(Items listed in a dataset)
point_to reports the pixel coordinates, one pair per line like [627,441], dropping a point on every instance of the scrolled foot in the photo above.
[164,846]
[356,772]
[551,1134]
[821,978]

- **TRY IT**
Working through the records above, copy each one exactly.

- **ANSWER BOX**
point_to reports the pixel coordinates, one pair per line like [627,441], dropping a point on every instance of the scrolled foot in the photo above.
[164,846]
[356,772]
[551,1134]
[821,978]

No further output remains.